[Start]

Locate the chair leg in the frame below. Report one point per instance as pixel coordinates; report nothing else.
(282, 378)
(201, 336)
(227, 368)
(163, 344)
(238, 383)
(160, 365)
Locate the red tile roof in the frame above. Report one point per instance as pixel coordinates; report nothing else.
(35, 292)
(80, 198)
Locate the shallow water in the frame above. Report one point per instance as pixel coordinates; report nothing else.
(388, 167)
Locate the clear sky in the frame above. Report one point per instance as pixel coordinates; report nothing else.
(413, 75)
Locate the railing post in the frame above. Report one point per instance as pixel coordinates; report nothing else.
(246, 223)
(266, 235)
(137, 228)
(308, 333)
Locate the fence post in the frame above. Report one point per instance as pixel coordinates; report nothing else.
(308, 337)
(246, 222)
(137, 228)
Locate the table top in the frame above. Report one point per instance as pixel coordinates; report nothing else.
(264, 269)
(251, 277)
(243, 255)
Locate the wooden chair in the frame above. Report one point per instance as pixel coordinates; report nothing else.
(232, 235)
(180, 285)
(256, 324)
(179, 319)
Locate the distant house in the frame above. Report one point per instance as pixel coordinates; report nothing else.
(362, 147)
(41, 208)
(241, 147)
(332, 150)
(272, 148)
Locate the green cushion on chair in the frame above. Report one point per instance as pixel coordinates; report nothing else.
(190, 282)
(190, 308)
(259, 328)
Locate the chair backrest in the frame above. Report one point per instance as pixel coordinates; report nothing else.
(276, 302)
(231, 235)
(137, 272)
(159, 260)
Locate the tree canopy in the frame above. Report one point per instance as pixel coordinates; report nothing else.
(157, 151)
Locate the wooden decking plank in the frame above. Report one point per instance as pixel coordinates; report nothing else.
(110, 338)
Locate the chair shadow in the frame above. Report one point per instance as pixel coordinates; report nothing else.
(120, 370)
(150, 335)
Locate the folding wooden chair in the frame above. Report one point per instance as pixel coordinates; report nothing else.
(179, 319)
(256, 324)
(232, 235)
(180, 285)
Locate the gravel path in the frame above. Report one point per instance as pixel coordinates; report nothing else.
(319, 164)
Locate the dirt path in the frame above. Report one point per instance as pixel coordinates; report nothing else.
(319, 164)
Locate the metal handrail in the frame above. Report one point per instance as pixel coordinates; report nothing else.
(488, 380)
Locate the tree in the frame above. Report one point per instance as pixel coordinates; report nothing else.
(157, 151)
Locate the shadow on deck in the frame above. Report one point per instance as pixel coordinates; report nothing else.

[End]

-- Direction --
Give back exactly the lines running from the line containing "Locate the chair shadow" through the end of the material above, both included, and nothing beyond them.

-- Response to the task --
Locate the chair shadow in the frame above. Report one point per instance as pixel coordinates; report nothing else.
(120, 370)
(150, 335)
Locate the folding wooden chair in the frame above. Report one point per instance as pixel coordinates; report nothing else.
(179, 319)
(256, 324)
(232, 235)
(180, 285)
Locate the gravel path in the frame above. Report one point per instance as pixel coordinates; report nothing else.
(319, 164)
Locate the dirt path in the frame above. Report one point per instance as pixel coordinates; report nothing else.
(319, 164)
Locate the metal handrail in the frame above. Report one point per instance as pixel coordinates; report nothing else.
(488, 380)
Locate the tree in the frame above. Report one point per instance as pixel coordinates; report nothing else.
(157, 151)
Locate the shadow on deck in the frame above. Report one point per instance as pixel coordinates; report nothing else.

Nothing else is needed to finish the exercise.